Referring expression pointing data
------------------------------------------------------------------------

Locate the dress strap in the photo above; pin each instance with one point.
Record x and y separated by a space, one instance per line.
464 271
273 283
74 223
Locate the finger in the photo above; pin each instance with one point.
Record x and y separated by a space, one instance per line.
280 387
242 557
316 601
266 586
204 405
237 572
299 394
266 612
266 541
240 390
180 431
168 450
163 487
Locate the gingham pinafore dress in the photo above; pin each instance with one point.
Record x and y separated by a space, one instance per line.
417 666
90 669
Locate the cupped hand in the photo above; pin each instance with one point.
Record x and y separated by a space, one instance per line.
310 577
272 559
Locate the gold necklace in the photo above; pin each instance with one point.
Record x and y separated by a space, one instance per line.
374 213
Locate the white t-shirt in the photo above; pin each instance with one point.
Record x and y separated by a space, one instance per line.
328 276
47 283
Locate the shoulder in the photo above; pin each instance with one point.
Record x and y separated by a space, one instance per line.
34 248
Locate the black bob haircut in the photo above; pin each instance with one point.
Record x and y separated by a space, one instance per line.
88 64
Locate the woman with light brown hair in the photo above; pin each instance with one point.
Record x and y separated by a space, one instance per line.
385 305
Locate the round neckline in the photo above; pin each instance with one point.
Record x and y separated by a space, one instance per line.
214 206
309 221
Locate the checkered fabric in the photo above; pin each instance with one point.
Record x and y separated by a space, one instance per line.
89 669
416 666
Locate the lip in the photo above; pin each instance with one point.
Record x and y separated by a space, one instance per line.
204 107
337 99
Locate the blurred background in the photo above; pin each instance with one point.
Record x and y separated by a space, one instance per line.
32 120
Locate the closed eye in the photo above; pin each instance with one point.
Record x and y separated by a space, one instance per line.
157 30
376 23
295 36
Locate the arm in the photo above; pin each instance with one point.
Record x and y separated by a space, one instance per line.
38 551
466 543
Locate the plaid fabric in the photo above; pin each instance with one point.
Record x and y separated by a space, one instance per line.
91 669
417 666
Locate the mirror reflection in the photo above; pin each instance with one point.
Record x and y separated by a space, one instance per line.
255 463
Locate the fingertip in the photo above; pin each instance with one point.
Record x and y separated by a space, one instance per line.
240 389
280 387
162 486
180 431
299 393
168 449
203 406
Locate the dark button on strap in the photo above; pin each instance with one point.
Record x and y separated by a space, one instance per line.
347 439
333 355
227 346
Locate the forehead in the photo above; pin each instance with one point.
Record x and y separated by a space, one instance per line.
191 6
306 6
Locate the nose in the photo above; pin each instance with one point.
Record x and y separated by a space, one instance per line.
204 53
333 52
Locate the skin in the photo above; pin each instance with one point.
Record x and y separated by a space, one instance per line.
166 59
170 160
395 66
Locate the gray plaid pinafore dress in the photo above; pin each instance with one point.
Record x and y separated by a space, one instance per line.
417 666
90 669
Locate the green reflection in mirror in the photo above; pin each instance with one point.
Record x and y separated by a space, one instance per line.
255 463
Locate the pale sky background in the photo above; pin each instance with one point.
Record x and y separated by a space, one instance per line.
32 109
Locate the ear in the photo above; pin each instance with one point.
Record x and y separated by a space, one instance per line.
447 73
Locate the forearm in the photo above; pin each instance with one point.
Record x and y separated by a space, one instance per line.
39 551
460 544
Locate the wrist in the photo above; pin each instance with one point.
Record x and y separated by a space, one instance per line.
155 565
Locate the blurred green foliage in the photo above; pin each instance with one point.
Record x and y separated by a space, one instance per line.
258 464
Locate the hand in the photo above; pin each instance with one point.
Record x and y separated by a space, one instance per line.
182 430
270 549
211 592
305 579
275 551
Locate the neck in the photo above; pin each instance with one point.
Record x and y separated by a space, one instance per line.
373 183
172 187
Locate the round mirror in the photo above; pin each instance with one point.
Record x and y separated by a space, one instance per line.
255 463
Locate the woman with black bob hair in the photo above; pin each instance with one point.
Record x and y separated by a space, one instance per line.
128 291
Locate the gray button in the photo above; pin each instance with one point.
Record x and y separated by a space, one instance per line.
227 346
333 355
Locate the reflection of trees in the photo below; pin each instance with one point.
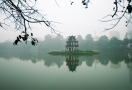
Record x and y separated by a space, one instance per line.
72 62
35 56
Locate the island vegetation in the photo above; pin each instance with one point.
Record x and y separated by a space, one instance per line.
90 53
72 48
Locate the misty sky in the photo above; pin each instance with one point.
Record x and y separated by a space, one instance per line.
73 19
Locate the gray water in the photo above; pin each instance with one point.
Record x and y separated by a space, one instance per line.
39 71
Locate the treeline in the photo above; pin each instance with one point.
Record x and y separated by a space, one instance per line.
34 57
51 43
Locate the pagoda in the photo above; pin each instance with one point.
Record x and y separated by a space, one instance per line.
72 62
72 44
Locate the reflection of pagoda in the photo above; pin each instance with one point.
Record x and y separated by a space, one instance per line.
130 72
72 44
72 62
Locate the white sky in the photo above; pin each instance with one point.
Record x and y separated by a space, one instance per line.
75 19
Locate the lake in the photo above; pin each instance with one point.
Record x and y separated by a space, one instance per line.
39 71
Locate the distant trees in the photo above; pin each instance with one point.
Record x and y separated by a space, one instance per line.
23 13
51 43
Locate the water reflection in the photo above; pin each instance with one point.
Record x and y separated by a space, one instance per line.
129 65
103 58
106 71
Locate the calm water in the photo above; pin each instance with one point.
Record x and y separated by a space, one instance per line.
38 71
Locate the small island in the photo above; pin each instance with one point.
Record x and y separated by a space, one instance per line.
72 49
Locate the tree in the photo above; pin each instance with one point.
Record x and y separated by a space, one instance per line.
102 43
23 13
89 42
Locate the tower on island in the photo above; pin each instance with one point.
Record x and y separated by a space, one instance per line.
72 44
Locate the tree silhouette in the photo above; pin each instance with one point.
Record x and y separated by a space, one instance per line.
23 13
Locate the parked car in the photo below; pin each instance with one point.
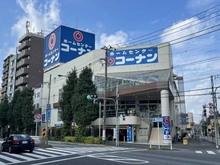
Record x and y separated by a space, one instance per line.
18 142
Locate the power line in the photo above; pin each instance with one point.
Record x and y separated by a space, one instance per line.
168 26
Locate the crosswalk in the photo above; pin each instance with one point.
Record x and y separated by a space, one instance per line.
215 152
39 153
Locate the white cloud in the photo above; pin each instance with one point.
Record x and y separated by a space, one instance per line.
178 31
118 37
41 16
194 72
99 24
195 5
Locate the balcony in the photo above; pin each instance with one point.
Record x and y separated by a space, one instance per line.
21 80
4 89
5 76
22 71
24 54
24 45
6 63
4 83
23 62
5 69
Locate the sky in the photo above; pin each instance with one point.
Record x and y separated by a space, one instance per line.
188 25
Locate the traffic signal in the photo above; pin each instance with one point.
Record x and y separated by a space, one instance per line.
123 117
213 124
204 110
43 133
93 97
192 123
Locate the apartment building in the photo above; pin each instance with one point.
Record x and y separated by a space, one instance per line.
5 75
11 78
25 69
30 60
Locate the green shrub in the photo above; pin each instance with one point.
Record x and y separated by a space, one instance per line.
70 139
88 140
98 140
58 132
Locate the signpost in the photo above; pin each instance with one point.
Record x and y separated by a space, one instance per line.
37 119
157 120
166 128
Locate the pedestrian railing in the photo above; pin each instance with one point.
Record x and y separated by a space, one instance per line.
157 143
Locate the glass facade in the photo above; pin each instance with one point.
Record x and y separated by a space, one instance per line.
145 109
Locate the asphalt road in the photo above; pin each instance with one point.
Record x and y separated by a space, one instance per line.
197 152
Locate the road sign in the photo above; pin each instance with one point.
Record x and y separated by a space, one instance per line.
38 116
155 120
166 128
210 105
211 112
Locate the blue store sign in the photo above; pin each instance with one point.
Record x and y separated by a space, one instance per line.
133 56
166 128
129 133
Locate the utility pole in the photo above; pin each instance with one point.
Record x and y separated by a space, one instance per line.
100 107
117 123
215 111
105 91
48 108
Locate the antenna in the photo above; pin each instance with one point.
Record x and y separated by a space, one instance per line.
27 26
76 22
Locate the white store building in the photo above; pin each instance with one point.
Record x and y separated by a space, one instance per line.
146 91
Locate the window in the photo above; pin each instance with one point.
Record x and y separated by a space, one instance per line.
60 94
12 63
37 105
58 115
10 88
38 94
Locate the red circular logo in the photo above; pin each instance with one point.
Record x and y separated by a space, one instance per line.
110 61
77 35
52 41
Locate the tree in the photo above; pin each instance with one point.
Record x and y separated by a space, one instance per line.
4 107
16 107
68 92
22 106
27 108
84 110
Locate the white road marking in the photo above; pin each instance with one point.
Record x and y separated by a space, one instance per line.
60 160
211 152
9 159
53 152
20 156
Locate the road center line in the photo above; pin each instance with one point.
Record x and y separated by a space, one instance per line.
60 160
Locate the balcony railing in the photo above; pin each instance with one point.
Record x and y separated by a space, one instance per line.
22 71
21 80
24 45
5 70
24 53
23 62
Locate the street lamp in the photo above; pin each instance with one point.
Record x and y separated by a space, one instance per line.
60 75
215 110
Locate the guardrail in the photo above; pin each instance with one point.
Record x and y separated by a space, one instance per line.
160 143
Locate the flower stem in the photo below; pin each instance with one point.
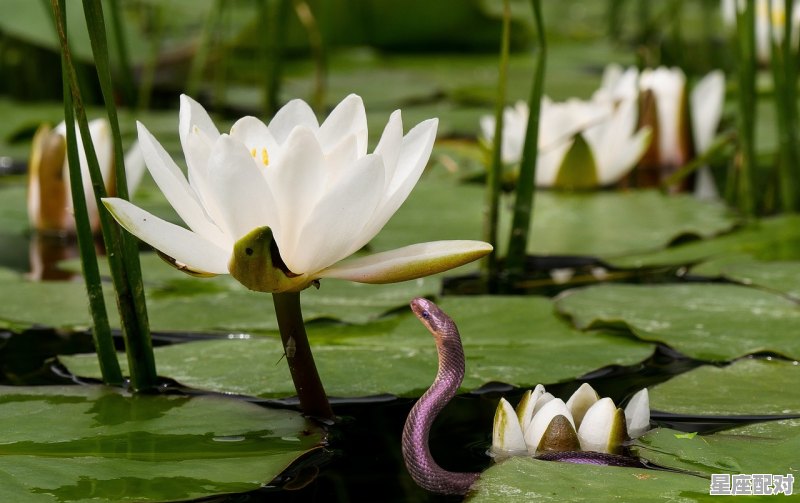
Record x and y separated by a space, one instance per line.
313 400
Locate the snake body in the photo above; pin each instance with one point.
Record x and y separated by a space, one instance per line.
416 453
424 470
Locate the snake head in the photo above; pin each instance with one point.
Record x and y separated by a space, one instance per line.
434 319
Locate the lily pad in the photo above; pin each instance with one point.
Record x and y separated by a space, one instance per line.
610 224
508 339
181 303
107 445
782 277
526 479
776 238
748 386
705 321
769 447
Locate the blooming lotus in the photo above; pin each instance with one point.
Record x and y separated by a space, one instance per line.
682 129
582 144
543 423
279 206
49 196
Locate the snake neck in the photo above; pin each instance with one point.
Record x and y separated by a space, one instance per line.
423 468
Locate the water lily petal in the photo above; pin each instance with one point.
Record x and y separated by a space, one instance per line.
170 179
330 233
134 167
668 87
409 262
241 189
415 151
580 402
193 115
348 118
258 139
507 439
389 146
603 427
541 421
189 250
294 114
637 414
527 404
297 184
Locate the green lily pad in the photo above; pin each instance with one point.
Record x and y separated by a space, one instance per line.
776 238
609 224
747 386
526 479
705 321
509 339
782 277
769 447
94 443
182 303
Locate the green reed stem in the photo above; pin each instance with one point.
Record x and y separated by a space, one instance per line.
495 172
125 69
307 383
784 77
746 73
317 46
523 203
129 292
101 330
130 298
203 48
273 42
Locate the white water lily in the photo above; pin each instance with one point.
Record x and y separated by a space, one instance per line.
585 422
279 206
582 144
683 130
49 197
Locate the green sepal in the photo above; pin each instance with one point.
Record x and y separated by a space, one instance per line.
256 263
559 436
578 169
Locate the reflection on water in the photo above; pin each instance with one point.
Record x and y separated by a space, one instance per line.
47 251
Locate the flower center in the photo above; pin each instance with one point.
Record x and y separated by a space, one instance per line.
264 155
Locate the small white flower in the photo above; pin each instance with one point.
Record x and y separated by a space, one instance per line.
50 206
585 422
279 206
581 144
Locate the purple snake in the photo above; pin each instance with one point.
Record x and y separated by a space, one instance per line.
416 453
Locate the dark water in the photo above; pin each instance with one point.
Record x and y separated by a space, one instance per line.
362 461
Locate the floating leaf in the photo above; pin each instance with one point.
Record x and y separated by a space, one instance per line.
782 277
609 224
510 339
748 386
705 321
93 443
769 447
776 238
527 479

------------------------------------------------------------------------

## Work request
Whenever a line above includes "fabric", copy it in full.

## Response to the exercise
Locate the checkered fabric in the photo above; pin each instance with one point.
Locate the plaid fabric in the photo above; pin each instance with one point.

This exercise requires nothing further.